**Data for this exercise**
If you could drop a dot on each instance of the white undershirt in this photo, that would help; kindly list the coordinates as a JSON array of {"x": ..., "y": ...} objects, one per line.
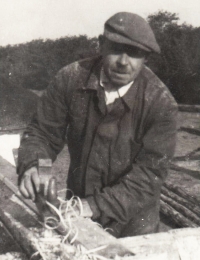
[{"x": 112, "y": 93}]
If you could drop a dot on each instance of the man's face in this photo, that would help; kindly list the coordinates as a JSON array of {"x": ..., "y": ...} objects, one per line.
[{"x": 121, "y": 62}]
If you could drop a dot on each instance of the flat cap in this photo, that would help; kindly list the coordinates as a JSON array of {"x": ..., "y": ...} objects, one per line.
[{"x": 131, "y": 29}]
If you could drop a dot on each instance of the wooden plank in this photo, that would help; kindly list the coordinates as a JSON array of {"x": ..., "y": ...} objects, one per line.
[
  {"x": 174, "y": 244},
  {"x": 17, "y": 219},
  {"x": 189, "y": 108}
]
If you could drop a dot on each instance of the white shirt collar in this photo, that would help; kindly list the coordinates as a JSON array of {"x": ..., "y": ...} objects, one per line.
[{"x": 112, "y": 93}]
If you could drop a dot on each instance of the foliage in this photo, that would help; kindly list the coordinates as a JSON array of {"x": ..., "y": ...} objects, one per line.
[
  {"x": 32, "y": 65},
  {"x": 179, "y": 63}
]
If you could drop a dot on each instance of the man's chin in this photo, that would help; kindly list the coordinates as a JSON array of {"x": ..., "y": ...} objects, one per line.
[{"x": 119, "y": 82}]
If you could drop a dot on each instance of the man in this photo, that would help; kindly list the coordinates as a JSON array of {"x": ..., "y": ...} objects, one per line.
[{"x": 120, "y": 121}]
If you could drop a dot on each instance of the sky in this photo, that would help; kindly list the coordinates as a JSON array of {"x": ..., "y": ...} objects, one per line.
[{"x": 25, "y": 20}]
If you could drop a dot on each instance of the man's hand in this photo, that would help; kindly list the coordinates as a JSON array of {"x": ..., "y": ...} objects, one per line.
[{"x": 31, "y": 184}]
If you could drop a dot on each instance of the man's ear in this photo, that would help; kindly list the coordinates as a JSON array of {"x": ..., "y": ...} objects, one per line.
[{"x": 101, "y": 42}]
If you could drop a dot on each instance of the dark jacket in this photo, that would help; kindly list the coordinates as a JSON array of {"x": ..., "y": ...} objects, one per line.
[{"x": 119, "y": 159}]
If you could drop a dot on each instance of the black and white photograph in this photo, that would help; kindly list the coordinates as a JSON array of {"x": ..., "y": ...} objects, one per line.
[{"x": 99, "y": 130}]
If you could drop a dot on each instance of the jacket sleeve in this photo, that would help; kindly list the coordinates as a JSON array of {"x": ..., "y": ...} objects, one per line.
[
  {"x": 140, "y": 187},
  {"x": 44, "y": 136}
]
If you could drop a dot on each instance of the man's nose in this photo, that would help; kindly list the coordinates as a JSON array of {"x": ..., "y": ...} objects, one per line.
[{"x": 123, "y": 59}]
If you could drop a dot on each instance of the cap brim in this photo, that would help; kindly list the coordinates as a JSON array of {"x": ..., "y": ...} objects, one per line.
[{"x": 124, "y": 40}]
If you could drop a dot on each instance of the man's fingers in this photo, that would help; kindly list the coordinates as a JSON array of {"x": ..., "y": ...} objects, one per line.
[
  {"x": 30, "y": 183},
  {"x": 23, "y": 190},
  {"x": 29, "y": 187},
  {"x": 36, "y": 180},
  {"x": 52, "y": 192}
]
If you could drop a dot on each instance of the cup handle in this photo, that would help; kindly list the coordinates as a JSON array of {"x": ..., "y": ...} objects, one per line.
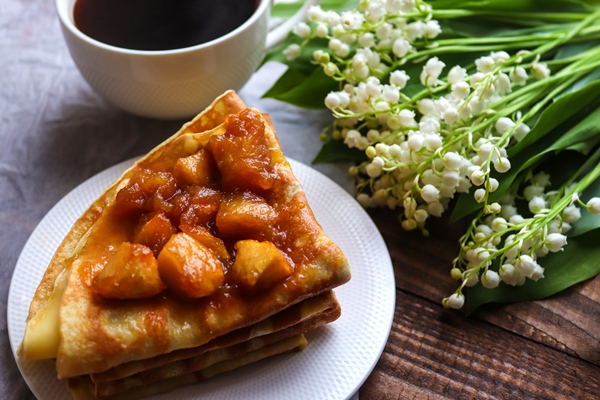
[{"x": 280, "y": 32}]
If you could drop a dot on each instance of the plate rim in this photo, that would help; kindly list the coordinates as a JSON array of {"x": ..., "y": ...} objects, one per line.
[{"x": 120, "y": 168}]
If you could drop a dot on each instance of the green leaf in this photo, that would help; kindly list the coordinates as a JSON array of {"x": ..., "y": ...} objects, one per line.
[
  {"x": 588, "y": 222},
  {"x": 579, "y": 261},
  {"x": 285, "y": 10},
  {"x": 557, "y": 113},
  {"x": 286, "y": 82},
  {"x": 309, "y": 93},
  {"x": 336, "y": 150},
  {"x": 560, "y": 127}
]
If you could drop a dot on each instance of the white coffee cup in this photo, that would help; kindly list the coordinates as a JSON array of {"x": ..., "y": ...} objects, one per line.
[{"x": 179, "y": 83}]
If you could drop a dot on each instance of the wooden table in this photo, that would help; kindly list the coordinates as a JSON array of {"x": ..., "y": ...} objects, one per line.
[{"x": 55, "y": 132}]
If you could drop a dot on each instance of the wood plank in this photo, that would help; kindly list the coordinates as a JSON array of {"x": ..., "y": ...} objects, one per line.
[
  {"x": 435, "y": 353},
  {"x": 568, "y": 321}
]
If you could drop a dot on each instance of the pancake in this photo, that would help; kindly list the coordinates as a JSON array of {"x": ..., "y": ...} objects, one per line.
[{"x": 207, "y": 235}]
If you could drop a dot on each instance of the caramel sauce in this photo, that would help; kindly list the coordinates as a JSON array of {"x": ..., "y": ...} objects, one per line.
[{"x": 239, "y": 201}]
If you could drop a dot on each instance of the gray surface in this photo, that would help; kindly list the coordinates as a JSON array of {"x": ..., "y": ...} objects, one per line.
[{"x": 55, "y": 132}]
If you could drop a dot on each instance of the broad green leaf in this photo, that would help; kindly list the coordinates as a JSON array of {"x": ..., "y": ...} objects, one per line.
[
  {"x": 511, "y": 5},
  {"x": 588, "y": 222},
  {"x": 311, "y": 92},
  {"x": 560, "y": 127},
  {"x": 286, "y": 82},
  {"x": 285, "y": 10},
  {"x": 557, "y": 113},
  {"x": 579, "y": 261},
  {"x": 336, "y": 150}
]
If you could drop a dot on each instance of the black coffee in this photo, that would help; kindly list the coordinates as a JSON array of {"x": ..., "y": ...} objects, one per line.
[{"x": 160, "y": 24}]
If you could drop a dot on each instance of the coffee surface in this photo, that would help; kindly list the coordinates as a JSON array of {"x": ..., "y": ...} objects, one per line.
[{"x": 160, "y": 24}]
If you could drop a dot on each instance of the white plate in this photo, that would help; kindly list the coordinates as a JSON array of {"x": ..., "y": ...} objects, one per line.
[{"x": 340, "y": 356}]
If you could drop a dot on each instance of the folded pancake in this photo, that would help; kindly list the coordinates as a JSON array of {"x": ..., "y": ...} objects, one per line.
[
  {"x": 296, "y": 320},
  {"x": 80, "y": 387},
  {"x": 208, "y": 234}
]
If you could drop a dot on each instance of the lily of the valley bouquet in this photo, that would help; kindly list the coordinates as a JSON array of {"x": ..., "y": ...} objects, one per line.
[{"x": 486, "y": 109}]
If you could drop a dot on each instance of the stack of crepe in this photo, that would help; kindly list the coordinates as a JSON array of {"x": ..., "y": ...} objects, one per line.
[{"x": 129, "y": 348}]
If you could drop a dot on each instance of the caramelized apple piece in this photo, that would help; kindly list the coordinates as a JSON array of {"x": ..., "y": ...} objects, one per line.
[
  {"x": 245, "y": 215},
  {"x": 259, "y": 264},
  {"x": 197, "y": 169},
  {"x": 189, "y": 268},
  {"x": 148, "y": 190},
  {"x": 131, "y": 273},
  {"x": 242, "y": 153},
  {"x": 205, "y": 237},
  {"x": 154, "y": 230},
  {"x": 197, "y": 205}
]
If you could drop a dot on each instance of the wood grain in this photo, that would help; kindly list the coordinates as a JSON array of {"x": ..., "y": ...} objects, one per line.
[
  {"x": 434, "y": 353},
  {"x": 568, "y": 321}
]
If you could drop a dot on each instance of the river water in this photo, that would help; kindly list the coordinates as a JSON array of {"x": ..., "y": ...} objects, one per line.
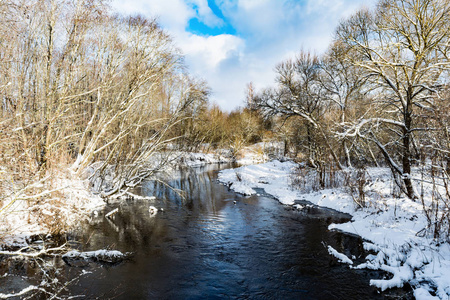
[{"x": 212, "y": 243}]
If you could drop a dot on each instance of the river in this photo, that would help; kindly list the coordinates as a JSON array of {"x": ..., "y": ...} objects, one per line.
[{"x": 211, "y": 243}]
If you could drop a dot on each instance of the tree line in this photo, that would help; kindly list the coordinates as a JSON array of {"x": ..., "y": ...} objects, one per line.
[{"x": 80, "y": 84}]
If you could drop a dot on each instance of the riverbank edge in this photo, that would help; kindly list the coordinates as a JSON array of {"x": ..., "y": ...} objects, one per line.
[{"x": 391, "y": 224}]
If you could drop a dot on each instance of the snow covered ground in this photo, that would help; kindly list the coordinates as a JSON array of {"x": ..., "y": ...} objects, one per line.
[{"x": 389, "y": 225}]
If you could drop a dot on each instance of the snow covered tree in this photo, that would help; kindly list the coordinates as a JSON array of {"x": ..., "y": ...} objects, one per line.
[
  {"x": 299, "y": 93},
  {"x": 403, "y": 48}
]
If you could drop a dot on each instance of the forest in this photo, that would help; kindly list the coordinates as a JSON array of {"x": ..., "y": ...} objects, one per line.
[{"x": 87, "y": 94}]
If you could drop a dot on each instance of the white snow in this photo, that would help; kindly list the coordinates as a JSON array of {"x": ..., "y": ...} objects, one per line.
[
  {"x": 340, "y": 256},
  {"x": 101, "y": 255},
  {"x": 390, "y": 224}
]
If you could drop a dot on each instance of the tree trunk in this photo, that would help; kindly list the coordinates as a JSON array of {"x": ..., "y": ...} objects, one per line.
[{"x": 406, "y": 155}]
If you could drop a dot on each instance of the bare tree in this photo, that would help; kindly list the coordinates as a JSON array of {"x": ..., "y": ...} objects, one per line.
[
  {"x": 404, "y": 48},
  {"x": 299, "y": 93}
]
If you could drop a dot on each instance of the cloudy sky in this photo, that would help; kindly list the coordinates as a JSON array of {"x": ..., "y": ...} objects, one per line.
[{"x": 230, "y": 43}]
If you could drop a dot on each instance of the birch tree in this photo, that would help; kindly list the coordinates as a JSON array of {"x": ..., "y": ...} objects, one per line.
[
  {"x": 299, "y": 93},
  {"x": 404, "y": 49}
]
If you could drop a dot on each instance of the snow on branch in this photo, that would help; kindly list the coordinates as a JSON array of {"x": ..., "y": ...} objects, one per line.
[{"x": 355, "y": 130}]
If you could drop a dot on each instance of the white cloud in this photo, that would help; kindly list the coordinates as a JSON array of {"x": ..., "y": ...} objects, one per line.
[
  {"x": 206, "y": 53},
  {"x": 205, "y": 14},
  {"x": 268, "y": 31}
]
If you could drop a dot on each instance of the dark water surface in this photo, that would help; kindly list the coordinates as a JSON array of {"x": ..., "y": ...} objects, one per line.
[{"x": 207, "y": 247}]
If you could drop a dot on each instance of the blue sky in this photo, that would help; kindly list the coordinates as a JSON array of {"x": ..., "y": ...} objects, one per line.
[{"x": 230, "y": 43}]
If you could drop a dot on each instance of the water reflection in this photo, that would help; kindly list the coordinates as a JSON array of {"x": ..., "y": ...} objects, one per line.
[{"x": 205, "y": 246}]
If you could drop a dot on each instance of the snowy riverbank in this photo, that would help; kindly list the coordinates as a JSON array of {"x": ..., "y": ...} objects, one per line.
[{"x": 390, "y": 225}]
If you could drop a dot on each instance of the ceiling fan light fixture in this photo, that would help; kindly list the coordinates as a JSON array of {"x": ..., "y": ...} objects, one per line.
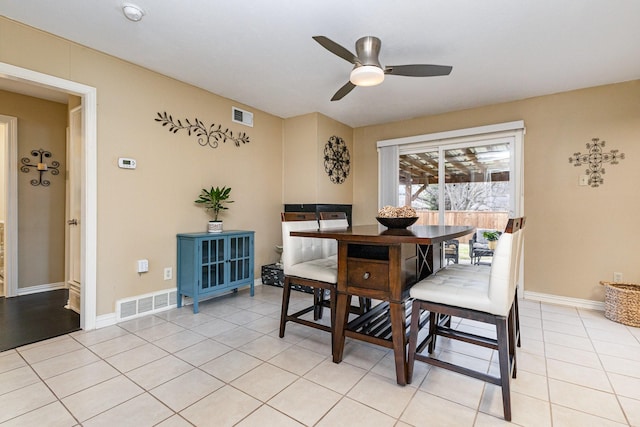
[
  {"x": 132, "y": 12},
  {"x": 367, "y": 75}
]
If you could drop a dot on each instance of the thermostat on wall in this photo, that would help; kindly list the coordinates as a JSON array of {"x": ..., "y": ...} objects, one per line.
[{"x": 125, "y": 163}]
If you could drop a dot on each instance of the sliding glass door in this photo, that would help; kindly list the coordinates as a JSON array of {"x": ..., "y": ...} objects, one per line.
[{"x": 461, "y": 183}]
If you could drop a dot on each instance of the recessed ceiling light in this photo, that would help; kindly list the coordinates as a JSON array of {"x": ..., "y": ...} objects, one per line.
[{"x": 132, "y": 12}]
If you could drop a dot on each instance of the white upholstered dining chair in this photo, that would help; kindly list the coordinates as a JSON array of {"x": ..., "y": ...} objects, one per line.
[
  {"x": 304, "y": 263},
  {"x": 489, "y": 299}
]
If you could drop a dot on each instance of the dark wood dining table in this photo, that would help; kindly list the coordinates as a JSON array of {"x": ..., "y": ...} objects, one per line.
[{"x": 382, "y": 264}]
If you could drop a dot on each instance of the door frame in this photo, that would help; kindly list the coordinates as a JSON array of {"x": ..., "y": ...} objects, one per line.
[
  {"x": 88, "y": 177},
  {"x": 10, "y": 209}
]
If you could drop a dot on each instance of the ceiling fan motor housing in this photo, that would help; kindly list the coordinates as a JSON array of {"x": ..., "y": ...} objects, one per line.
[{"x": 367, "y": 50}]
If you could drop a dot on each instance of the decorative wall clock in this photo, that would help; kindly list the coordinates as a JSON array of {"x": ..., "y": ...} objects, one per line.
[
  {"x": 337, "y": 162},
  {"x": 594, "y": 160}
]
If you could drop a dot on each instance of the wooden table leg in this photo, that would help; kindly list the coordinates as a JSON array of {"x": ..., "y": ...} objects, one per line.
[
  {"x": 398, "y": 328},
  {"x": 342, "y": 313}
]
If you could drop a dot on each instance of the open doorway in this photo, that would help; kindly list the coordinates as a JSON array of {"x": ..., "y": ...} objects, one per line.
[
  {"x": 87, "y": 178},
  {"x": 33, "y": 307}
]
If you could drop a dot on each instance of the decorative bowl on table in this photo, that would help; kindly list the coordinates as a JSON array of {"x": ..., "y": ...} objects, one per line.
[{"x": 396, "y": 222}]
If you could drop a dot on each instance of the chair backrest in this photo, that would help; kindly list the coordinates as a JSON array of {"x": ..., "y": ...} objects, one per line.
[
  {"x": 332, "y": 220},
  {"x": 478, "y": 236},
  {"x": 299, "y": 249},
  {"x": 503, "y": 275},
  {"x": 520, "y": 245}
]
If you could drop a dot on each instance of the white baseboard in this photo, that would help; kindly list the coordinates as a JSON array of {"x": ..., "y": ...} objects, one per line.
[
  {"x": 111, "y": 319},
  {"x": 105, "y": 320},
  {"x": 41, "y": 288},
  {"x": 568, "y": 301}
]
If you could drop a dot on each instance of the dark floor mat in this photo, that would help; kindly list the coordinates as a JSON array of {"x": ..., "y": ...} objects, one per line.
[{"x": 30, "y": 318}]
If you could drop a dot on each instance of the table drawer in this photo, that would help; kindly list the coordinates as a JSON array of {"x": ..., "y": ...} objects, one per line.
[{"x": 368, "y": 274}]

**What this task involves**
Every line from the one containing "the dark floor" through the last line must be copied exactly; leave out the rest.

**Solution**
If you could drop a dot on each instance of the dark floor mat in this photo, that would help; kindly list the coordinates as a JSON array of {"x": ..., "y": ...} objects, one per line.
[{"x": 30, "y": 318}]
If you could drop a dot on each instance of the table drawer in this photo, that would help; kindly list the coordinates as a JSON array of {"x": ..., "y": ...} objects, one per line.
[{"x": 368, "y": 274}]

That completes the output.